▸ HOW TO COMPLETE THIS TASK: Repeat each of these records exactly.

[Excerpts from a dataset]
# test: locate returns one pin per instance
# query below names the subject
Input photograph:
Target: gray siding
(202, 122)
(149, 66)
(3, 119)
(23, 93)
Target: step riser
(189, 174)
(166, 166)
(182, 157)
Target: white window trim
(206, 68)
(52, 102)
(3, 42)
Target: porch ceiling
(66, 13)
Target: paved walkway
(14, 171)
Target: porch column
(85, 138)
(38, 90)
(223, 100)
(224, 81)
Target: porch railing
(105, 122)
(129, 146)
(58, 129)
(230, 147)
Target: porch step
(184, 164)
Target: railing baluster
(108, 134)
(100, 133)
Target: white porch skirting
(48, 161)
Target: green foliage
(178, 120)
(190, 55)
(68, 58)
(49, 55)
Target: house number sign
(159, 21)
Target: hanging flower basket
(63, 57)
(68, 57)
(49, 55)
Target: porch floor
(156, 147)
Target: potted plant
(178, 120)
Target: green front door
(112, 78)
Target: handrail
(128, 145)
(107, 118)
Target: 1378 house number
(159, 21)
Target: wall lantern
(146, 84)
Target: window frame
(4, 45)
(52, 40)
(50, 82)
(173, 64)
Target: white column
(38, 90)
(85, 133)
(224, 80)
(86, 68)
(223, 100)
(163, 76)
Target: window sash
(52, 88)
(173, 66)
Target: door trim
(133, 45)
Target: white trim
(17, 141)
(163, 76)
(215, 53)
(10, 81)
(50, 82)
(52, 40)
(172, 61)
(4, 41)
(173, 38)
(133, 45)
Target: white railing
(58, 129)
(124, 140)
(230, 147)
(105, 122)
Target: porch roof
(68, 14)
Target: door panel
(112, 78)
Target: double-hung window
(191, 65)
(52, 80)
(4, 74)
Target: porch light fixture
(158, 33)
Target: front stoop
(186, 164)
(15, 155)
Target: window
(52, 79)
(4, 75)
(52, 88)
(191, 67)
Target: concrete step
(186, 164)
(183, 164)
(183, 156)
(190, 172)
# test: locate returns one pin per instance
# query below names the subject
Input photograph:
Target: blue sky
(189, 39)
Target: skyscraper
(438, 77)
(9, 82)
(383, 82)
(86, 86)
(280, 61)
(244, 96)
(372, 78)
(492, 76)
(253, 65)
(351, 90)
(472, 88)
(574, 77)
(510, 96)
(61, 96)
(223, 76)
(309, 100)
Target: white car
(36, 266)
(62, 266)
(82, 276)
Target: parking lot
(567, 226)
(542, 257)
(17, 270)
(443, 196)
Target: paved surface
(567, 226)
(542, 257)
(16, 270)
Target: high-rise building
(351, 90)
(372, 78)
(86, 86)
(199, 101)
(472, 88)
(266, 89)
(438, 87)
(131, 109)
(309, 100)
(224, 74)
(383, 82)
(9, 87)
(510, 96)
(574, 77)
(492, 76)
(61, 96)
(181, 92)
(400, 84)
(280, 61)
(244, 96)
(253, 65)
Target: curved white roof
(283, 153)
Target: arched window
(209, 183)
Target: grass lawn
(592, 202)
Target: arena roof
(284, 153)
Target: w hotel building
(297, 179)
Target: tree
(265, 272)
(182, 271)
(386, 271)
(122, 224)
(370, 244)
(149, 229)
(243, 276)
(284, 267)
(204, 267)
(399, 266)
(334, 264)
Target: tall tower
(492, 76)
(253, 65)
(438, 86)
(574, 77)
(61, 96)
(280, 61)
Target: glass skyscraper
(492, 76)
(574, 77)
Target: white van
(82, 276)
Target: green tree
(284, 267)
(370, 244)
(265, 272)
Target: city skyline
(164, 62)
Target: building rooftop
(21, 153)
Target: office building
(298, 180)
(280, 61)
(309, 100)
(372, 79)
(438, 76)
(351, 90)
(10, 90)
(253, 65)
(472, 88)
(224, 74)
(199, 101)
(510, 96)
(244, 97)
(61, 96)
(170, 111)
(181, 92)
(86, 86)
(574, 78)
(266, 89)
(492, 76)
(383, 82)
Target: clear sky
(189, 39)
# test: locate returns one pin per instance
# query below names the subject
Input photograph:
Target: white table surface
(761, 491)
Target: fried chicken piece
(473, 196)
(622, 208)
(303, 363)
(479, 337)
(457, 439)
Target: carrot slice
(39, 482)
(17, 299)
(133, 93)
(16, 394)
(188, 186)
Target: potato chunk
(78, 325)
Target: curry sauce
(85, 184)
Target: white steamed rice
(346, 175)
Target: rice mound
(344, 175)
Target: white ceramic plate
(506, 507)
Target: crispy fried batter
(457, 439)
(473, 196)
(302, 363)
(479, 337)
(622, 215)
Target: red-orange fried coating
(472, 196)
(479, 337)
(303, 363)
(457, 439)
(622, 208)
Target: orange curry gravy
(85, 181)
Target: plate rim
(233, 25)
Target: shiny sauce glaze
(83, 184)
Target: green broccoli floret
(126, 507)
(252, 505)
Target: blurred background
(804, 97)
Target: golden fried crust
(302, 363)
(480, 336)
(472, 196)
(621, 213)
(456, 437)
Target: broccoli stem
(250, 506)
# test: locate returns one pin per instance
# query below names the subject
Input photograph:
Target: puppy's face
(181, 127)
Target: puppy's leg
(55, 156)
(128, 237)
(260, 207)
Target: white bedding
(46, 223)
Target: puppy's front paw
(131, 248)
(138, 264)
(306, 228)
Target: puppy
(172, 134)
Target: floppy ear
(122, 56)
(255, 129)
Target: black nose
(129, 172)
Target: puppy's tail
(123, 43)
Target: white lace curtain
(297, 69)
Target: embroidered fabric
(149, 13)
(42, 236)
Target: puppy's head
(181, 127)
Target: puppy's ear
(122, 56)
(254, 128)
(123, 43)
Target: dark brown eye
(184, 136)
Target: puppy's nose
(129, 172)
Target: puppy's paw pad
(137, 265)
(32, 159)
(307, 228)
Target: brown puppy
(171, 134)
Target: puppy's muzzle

▸ EXERCISE RESULT:
# test: locate returns one pin per instance
# query below names the subject
Input photograph:
Target: gray siding
(202, 122)
(149, 66)
(3, 119)
(23, 93)
Target: step riser
(189, 174)
(166, 166)
(182, 157)
Target: white window trim
(206, 68)
(52, 102)
(3, 42)
Target: porch ceiling
(66, 13)
Target: paved walkway
(14, 171)
Target: porch column
(85, 138)
(38, 90)
(223, 100)
(224, 81)
Target: porch railing
(105, 122)
(129, 146)
(58, 129)
(230, 147)
Target: porch step
(184, 164)
Target: railing baluster
(108, 134)
(100, 133)
Target: white porch skirting
(48, 161)
Target: green foliage
(178, 120)
(190, 55)
(68, 58)
(49, 55)
Target: house number sign
(159, 21)
Target: hanging flower basket
(63, 57)
(68, 57)
(49, 55)
Target: porch floor
(156, 147)
Target: potted plant
(178, 120)
Target: green front door
(112, 78)
Target: handrail
(128, 145)
(107, 118)
Target: 1378 house number
(159, 21)
Target: wall lantern
(146, 84)
Target: window frame
(4, 45)
(52, 40)
(50, 82)
(173, 64)
Target: white column
(38, 90)
(85, 133)
(224, 80)
(86, 68)
(223, 100)
(163, 76)
Target: window sash
(52, 88)
(173, 66)
Target: door trim
(133, 45)
Target: white trim
(17, 141)
(163, 76)
(215, 53)
(10, 81)
(50, 82)
(52, 40)
(172, 61)
(4, 41)
(173, 38)
(133, 45)
Target: white railing
(58, 129)
(124, 140)
(230, 147)
(105, 122)
Target: porch roof
(68, 14)
Target: door panel
(112, 78)
Target: double-hung window
(191, 65)
(52, 80)
(4, 74)
Target: porch light fixture
(158, 33)
Target: front stoop
(186, 164)
(15, 155)
Target: window
(52, 79)
(4, 75)
(52, 88)
(191, 67)
Target: concrete step
(186, 164)
(183, 164)
(183, 156)
(190, 172)
# test: locate returns one pin per instance
# query below names the subject
Input photograph:
Target: blue sky
(189, 39)
Target: skyscraper
(438, 77)
(9, 82)
(383, 82)
(86, 86)
(280, 61)
(244, 96)
(372, 78)
(492, 76)
(253, 65)
(351, 90)
(472, 88)
(574, 77)
(510, 96)
(61, 96)
(223, 76)
(309, 100)
Target: white car
(36, 266)
(62, 266)
(82, 276)
Target: parking lot
(567, 226)
(542, 257)
(17, 270)
(443, 196)
Target: paved surface
(567, 226)
(542, 257)
(16, 270)
Target: high-rise building
(351, 90)
(372, 78)
(86, 86)
(199, 101)
(472, 88)
(266, 89)
(438, 87)
(131, 109)
(309, 100)
(224, 74)
(383, 82)
(9, 87)
(510, 96)
(574, 77)
(492, 76)
(61, 96)
(181, 92)
(400, 84)
(280, 61)
(244, 96)
(253, 65)
Target: curved white roof
(283, 153)
Target: arched window
(209, 183)
Target: grass lawn
(592, 202)
Target: arena roof
(284, 153)
Target: w hotel building
(297, 179)
Target: tree
(265, 272)
(182, 271)
(386, 271)
(122, 224)
(370, 244)
(149, 229)
(243, 276)
(284, 267)
(204, 267)
(399, 266)
(334, 264)
Target: tall tower
(492, 76)
(253, 65)
(438, 86)
(574, 77)
(61, 96)
(280, 61)
Target: glass skyscraper
(492, 76)
(574, 77)
Target: white van
(82, 276)
Target: green tree
(284, 267)
(370, 244)
(265, 272)
Target: city skyline
(164, 62)
Target: building rooftop
(21, 153)
Target: office building
(298, 180)
(280, 61)
(309, 100)
(372, 79)
(438, 76)
(351, 90)
(10, 90)
(253, 65)
(472, 88)
(224, 74)
(199, 101)
(510, 96)
(244, 97)
(61, 96)
(170, 111)
(181, 92)
(86, 86)
(574, 78)
(266, 89)
(492, 76)
(383, 82)
Target: clear sky
(189, 39)
# test: locate returns one pin per instance
# query below names the subject
Input photograph:
Target: white table surface
(761, 491)
Target: fried chicken piece
(473, 196)
(622, 208)
(303, 363)
(479, 337)
(457, 439)
Target: carrot slice
(39, 482)
(17, 299)
(133, 93)
(16, 394)
(188, 186)
Target: potato chunk
(78, 325)
Target: curry sauce
(85, 184)
Target: white steamed rice
(346, 175)
Target: rice mound
(344, 175)
Target: white ceramic plate
(506, 507)
Target: crispy fried batter
(457, 439)
(473, 196)
(302, 363)
(479, 337)
(622, 215)
Target: red-orange fried coating
(472, 196)
(479, 337)
(303, 363)
(457, 439)
(622, 208)
Target: orange curry gravy
(85, 181)
Target: plate rim
(233, 25)
Target: shiny sauce glaze
(83, 184)
Target: green broccoli floret
(126, 507)
(252, 505)
Target: blurred background
(804, 97)
Target: golden fried crust
(302, 363)
(480, 336)
(472, 196)
(621, 213)
(456, 437)
Target: broccoli stem
(250, 506)
# test: locate returns one pin per instance
# query below names the subject
Input photograph:
Target: puppy's face
(181, 127)
Target: puppy's leg
(55, 156)
(128, 237)
(260, 207)
Target: white bedding
(46, 223)
Target: puppy's front paw
(131, 248)
(138, 264)
(306, 228)
Target: puppy
(172, 134)
Target: floppy ear
(122, 56)
(255, 129)
Target: black nose
(129, 172)
Target: puppy's tail
(123, 43)
Target: white lace curtain
(297, 69)
Target: embroidered fabric
(149, 13)
(42, 236)
Target: puppy's head
(181, 127)
Target: puppy's ear
(122, 56)
(254, 128)
(123, 43)
Target: dark brown eye
(184, 136)
Target: puppy's nose
(129, 172)
Target: puppy's paw pad
(137, 265)
(32, 159)
(307, 228)
Target: brown puppy
(171, 134)
Target: puppy's muzzle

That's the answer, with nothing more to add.